== Work to complete ==
Transcribe every entry that follows exactly, omitting all pictures.

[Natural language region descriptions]

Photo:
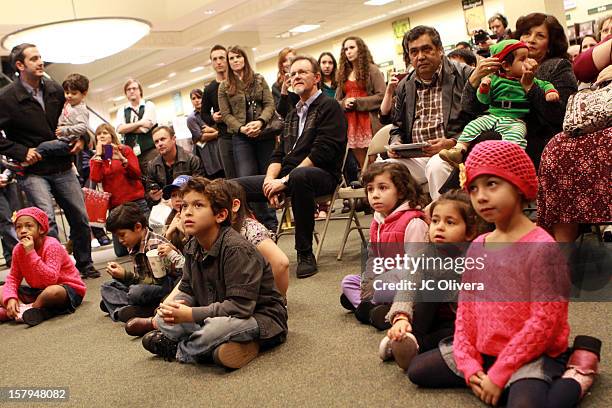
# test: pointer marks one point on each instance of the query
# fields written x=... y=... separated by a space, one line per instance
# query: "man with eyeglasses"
x=428 y=107
x=135 y=121
x=307 y=162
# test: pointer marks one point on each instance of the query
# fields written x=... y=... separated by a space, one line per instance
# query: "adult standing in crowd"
x=575 y=170
x=135 y=121
x=246 y=121
x=548 y=61
x=29 y=111
x=284 y=97
x=329 y=68
x=428 y=106
x=205 y=139
x=361 y=87
x=210 y=109
x=170 y=162
x=307 y=161
x=119 y=174
x=498 y=25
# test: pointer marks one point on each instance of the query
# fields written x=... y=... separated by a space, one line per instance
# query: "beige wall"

== Response to the exercise ==
Photo:
# test: pointer marks one point on each instance of the query
# fields written x=... y=... separated by a space, one line per instance
# query: "man with eyeglasses"
x=428 y=107
x=135 y=121
x=307 y=162
# test: pointer marks one point on each instance of the query
# fields written x=... y=... separated by a space, one line per instance
# query: "adult standing in crowd"
x=575 y=170
x=135 y=121
x=246 y=121
x=548 y=61
x=29 y=111
x=284 y=97
x=329 y=68
x=428 y=106
x=205 y=139
x=361 y=87
x=210 y=109
x=170 y=162
x=307 y=161
x=119 y=174
x=498 y=25
# test: pointer marks one point on each instance of the query
# fields written x=... y=... separated by a space, one line per instance
# query: "beige wall"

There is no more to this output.